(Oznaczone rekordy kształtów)
+ + + +
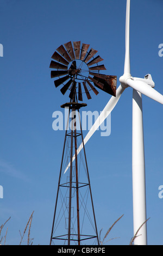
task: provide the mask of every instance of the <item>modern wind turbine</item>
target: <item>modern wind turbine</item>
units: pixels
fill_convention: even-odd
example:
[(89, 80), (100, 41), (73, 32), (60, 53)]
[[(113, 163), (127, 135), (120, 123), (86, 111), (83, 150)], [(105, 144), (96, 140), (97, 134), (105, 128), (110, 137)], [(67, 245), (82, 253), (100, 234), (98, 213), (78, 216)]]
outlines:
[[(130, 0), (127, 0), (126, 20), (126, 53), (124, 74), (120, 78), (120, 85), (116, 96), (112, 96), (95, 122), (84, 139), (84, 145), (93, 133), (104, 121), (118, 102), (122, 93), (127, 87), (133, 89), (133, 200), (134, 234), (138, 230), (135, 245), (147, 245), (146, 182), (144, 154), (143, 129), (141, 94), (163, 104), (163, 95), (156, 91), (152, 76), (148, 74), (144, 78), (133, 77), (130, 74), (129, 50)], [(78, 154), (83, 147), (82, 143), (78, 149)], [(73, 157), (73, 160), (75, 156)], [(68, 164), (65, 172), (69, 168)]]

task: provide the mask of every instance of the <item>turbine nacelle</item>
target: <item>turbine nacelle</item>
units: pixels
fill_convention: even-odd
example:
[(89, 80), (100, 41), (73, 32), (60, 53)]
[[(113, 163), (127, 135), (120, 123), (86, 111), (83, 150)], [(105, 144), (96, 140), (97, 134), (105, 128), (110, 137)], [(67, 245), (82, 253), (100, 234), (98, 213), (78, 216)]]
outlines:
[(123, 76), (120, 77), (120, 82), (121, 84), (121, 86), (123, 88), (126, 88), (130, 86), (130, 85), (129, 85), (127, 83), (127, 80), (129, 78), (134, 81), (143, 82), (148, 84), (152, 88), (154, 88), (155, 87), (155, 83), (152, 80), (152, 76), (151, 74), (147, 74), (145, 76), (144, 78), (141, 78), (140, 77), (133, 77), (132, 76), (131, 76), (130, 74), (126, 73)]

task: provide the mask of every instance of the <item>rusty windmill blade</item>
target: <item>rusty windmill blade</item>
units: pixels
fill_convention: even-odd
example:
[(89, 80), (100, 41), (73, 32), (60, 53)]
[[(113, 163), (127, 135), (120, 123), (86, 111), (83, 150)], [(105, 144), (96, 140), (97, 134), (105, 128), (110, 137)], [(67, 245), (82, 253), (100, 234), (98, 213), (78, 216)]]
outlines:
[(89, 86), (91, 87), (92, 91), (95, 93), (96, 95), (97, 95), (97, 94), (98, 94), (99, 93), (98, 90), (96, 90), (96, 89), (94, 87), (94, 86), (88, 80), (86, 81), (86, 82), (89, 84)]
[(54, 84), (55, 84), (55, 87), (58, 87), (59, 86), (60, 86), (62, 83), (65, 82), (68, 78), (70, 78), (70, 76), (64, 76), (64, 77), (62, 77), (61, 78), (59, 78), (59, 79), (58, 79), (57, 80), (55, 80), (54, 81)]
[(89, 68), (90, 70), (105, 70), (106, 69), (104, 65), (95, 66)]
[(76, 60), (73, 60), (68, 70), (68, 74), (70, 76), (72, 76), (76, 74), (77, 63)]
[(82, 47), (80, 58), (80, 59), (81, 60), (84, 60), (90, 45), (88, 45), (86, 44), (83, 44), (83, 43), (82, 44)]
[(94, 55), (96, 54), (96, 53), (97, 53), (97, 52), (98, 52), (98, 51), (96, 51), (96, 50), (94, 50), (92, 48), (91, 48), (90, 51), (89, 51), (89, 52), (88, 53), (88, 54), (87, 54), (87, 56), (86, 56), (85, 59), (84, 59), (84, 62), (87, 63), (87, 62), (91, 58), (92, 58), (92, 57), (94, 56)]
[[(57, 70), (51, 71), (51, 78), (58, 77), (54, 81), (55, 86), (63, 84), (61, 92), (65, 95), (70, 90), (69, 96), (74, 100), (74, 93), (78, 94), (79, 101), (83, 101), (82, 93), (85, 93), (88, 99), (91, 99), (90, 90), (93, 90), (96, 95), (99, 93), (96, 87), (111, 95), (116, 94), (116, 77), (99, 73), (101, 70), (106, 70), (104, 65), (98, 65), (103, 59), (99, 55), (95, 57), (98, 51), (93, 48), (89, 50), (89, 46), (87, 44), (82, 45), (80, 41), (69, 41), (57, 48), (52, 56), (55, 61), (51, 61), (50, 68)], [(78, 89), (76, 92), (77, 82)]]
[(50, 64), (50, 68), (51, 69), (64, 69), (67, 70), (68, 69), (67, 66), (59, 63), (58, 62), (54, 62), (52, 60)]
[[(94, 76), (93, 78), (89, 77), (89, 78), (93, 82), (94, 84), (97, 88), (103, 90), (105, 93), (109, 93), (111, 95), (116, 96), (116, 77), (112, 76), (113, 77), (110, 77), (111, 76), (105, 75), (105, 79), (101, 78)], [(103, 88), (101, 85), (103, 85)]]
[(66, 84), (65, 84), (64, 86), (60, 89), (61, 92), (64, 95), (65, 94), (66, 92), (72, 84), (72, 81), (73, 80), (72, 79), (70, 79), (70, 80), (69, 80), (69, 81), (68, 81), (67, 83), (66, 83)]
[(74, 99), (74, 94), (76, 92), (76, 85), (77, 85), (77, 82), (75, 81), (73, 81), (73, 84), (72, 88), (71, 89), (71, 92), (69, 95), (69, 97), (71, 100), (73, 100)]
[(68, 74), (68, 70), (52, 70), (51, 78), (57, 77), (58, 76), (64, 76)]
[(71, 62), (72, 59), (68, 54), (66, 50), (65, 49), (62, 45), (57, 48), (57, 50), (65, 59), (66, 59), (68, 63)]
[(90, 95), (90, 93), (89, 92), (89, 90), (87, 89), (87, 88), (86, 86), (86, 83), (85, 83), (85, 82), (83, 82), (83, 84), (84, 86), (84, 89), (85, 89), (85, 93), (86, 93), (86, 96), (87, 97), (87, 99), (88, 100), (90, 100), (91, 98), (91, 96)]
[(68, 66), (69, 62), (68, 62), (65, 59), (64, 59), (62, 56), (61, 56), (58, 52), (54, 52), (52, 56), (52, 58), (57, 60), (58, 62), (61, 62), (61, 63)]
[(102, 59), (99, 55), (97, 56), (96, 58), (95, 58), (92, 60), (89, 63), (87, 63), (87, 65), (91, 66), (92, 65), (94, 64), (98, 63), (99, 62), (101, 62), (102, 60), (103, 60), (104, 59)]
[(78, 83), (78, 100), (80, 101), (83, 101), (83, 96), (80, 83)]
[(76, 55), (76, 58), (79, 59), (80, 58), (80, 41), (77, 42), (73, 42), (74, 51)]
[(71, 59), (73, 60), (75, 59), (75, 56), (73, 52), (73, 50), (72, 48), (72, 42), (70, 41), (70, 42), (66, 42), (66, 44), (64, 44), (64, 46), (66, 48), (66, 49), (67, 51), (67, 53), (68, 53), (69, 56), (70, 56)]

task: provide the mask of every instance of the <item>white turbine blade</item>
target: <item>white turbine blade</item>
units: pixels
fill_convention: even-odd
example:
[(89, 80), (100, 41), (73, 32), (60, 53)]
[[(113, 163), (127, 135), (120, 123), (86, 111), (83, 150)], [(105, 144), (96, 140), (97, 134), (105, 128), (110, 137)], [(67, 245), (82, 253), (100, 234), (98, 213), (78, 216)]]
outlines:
+ + + +
Przedstaw wszystkie powyższe wiersze jako listę numerowaną, pomijając puste. Obrazów nie umieszczaj w odpowiedzi.

1. task: provide the mask of every instance of the <item>modern wind turbine</item>
2. target: <item>modern wind turbine</item>
3. units: pixels
4. fill_convention: even-odd
5. example:
6. [(89, 80), (100, 41), (73, 32), (60, 53)]
7. [[(113, 163), (127, 135), (120, 123), (86, 111), (83, 150)], [(105, 144), (96, 140), (97, 134), (105, 128), (110, 137)], [(67, 245), (82, 253), (100, 234), (98, 213), (78, 216)]]
8. outlines:
9. [[(130, 0), (127, 0), (126, 20), (126, 53), (124, 74), (120, 78), (120, 85), (116, 96), (112, 96), (95, 122), (84, 139), (84, 145), (93, 133), (104, 121), (118, 102), (122, 93), (127, 87), (133, 89), (133, 200), (134, 234), (138, 230), (135, 245), (147, 245), (146, 182), (144, 154), (143, 129), (141, 94), (163, 104), (163, 95), (156, 91), (152, 76), (148, 74), (144, 78), (133, 77), (130, 74), (129, 50)], [(78, 154), (83, 147), (82, 143), (78, 149)], [(73, 157), (73, 160), (75, 156)], [(68, 164), (65, 172), (69, 168)]]
10. task: provide the mask of every instance of the <item>turbine nacelle</item>
11. target: <item>turbine nacelle</item>
12. units: pixels
13. fill_convention: even-odd
14. example:
15. [(89, 80), (100, 41), (73, 32), (60, 53)]
16. [[(113, 163), (127, 135), (120, 123), (86, 111), (83, 150)], [(105, 144), (96, 140), (97, 134), (105, 128), (110, 137)], [(67, 245), (82, 253), (100, 234), (98, 213), (78, 216)]]
17. outlines:
18. [(123, 76), (120, 77), (120, 82), (121, 84), (121, 86), (123, 88), (126, 88), (130, 86), (130, 85), (129, 85), (127, 83), (127, 80), (129, 78), (134, 81), (143, 82), (148, 84), (152, 88), (154, 88), (155, 87), (155, 83), (152, 80), (152, 76), (151, 74), (147, 74), (145, 76), (144, 78), (141, 78), (140, 77), (133, 77), (132, 76), (131, 76), (130, 74), (126, 73)]
19. task: provide the mask of every instance of the <item>rusty windmill blade</item>
20. target: <item>rusty windmill blade</item>
21. units: pixels
22. fill_convention: even-odd
23. example:
24. [(89, 80), (100, 41), (73, 32), (60, 53)]
25. [[(113, 163), (127, 135), (120, 123), (86, 111), (83, 150)], [(105, 144), (96, 140), (97, 134), (105, 128), (110, 137)], [(67, 245), (82, 253), (100, 234), (98, 213), (78, 216)]]
26. outlines:
27. [(89, 86), (91, 87), (92, 91), (95, 93), (96, 95), (97, 95), (97, 94), (98, 94), (99, 93), (98, 90), (96, 90), (96, 89), (94, 87), (94, 86), (88, 80), (86, 81), (86, 82), (89, 84)]
28. [(54, 84), (55, 84), (55, 87), (58, 87), (59, 86), (60, 86), (62, 83), (65, 82), (68, 78), (70, 78), (70, 76), (64, 76), (64, 77), (62, 77), (61, 78), (59, 78), (59, 79), (58, 79), (57, 80), (55, 80), (54, 81)]
29. [(89, 68), (90, 70), (105, 70), (106, 69), (104, 65), (95, 66)]
30. [(76, 60), (73, 60), (68, 70), (68, 74), (70, 76), (72, 76), (76, 74), (77, 63)]
31. [(82, 47), (80, 58), (80, 59), (81, 60), (84, 60), (90, 45), (88, 45), (86, 44), (83, 44), (83, 43), (82, 44)]
32. [(94, 55), (96, 54), (96, 53), (97, 53), (97, 52), (98, 52), (98, 51), (96, 51), (96, 50), (94, 50), (92, 48), (91, 48), (90, 51), (89, 51), (89, 52), (88, 53), (88, 54), (87, 54), (87, 56), (86, 56), (85, 59), (84, 59), (84, 62), (87, 63), (87, 62), (91, 58), (92, 58), (92, 57), (94, 56)]
33. [[(57, 70), (51, 71), (51, 78), (58, 77), (54, 81), (55, 86), (63, 84), (61, 92), (65, 95), (70, 90), (69, 96), (74, 100), (74, 93), (78, 94), (79, 101), (83, 101), (82, 93), (85, 93), (88, 99), (91, 99), (90, 90), (93, 90), (96, 95), (99, 93), (96, 87), (111, 95), (116, 94), (116, 77), (99, 73), (101, 70), (106, 70), (104, 65), (98, 65), (103, 59), (99, 55), (95, 57), (98, 51), (93, 48), (89, 50), (89, 46), (87, 44), (82, 45), (80, 41), (69, 41), (57, 48), (52, 56), (55, 61), (51, 61), (50, 68)], [(78, 89), (76, 92), (77, 82)]]
34. [(50, 64), (50, 68), (51, 69), (64, 69), (67, 70), (68, 69), (67, 66), (59, 63), (58, 62), (54, 62), (52, 60)]
35. [[(94, 76), (93, 78), (89, 77), (89, 78), (93, 82), (94, 84), (97, 88), (103, 90), (105, 93), (109, 93), (111, 95), (116, 96), (116, 77), (112, 76), (113, 77), (110, 77), (111, 76), (105, 75), (105, 79), (101, 78)], [(103, 88), (101, 85), (103, 85)]]
36. [(66, 84), (65, 84), (64, 86), (60, 89), (61, 92), (64, 95), (65, 94), (66, 92), (72, 84), (72, 81), (73, 80), (72, 79), (70, 79), (70, 80), (69, 80), (69, 81), (68, 81), (67, 83), (66, 83)]
37. [(74, 99), (74, 94), (76, 92), (76, 85), (77, 85), (77, 82), (75, 81), (73, 81), (73, 84), (72, 88), (71, 89), (71, 92), (69, 95), (69, 97), (71, 100), (73, 100)]
38. [(68, 74), (68, 70), (52, 70), (51, 78), (57, 77), (58, 76), (64, 76)]
39. [(71, 62), (72, 59), (68, 54), (66, 50), (65, 49), (62, 45), (57, 48), (57, 50), (65, 59), (66, 59), (68, 63)]
40. [(90, 95), (90, 93), (89, 92), (89, 90), (87, 89), (87, 88), (86, 86), (86, 83), (85, 83), (85, 82), (83, 82), (83, 84), (84, 86), (84, 89), (85, 89), (85, 93), (86, 93), (86, 96), (87, 97), (87, 99), (88, 100), (90, 100), (91, 98), (91, 96)]
41. [(68, 66), (69, 62), (68, 62), (65, 59), (64, 59), (62, 56), (61, 56), (58, 52), (54, 52), (52, 56), (52, 58), (57, 60), (58, 62), (61, 62), (61, 63)]
42. [(102, 59), (99, 55), (97, 56), (96, 58), (95, 58), (92, 60), (89, 63), (87, 63), (87, 65), (91, 66), (92, 65), (94, 64), (98, 63), (99, 62), (101, 62), (102, 60), (103, 60), (104, 59)]
43. [(78, 83), (78, 100), (80, 101), (83, 101), (83, 96), (80, 83)]
44. [(76, 55), (76, 58), (79, 59), (80, 58), (80, 41), (77, 42), (73, 42), (74, 51)]
45. [(71, 59), (73, 60), (75, 59), (75, 56), (73, 52), (73, 50), (72, 48), (72, 42), (70, 41), (70, 42), (66, 42), (66, 44), (64, 44), (64, 46), (66, 48), (66, 49), (67, 51), (67, 53), (68, 53), (69, 56), (70, 56)]
46. task: provide the mask of every instance of the <item>white turbine blade</item>
47. target: <item>white turbine blade</item>
48. units: pixels
49. fill_convention: even-odd
50. example:
51. [(89, 80), (100, 41), (73, 32), (60, 53)]
52. [[(113, 163), (127, 135), (120, 123), (86, 111), (83, 150)], [(105, 144), (96, 140), (97, 134), (105, 128), (110, 137)], [(67, 245), (82, 253), (100, 234), (98, 213), (78, 216)]]
53. outlines:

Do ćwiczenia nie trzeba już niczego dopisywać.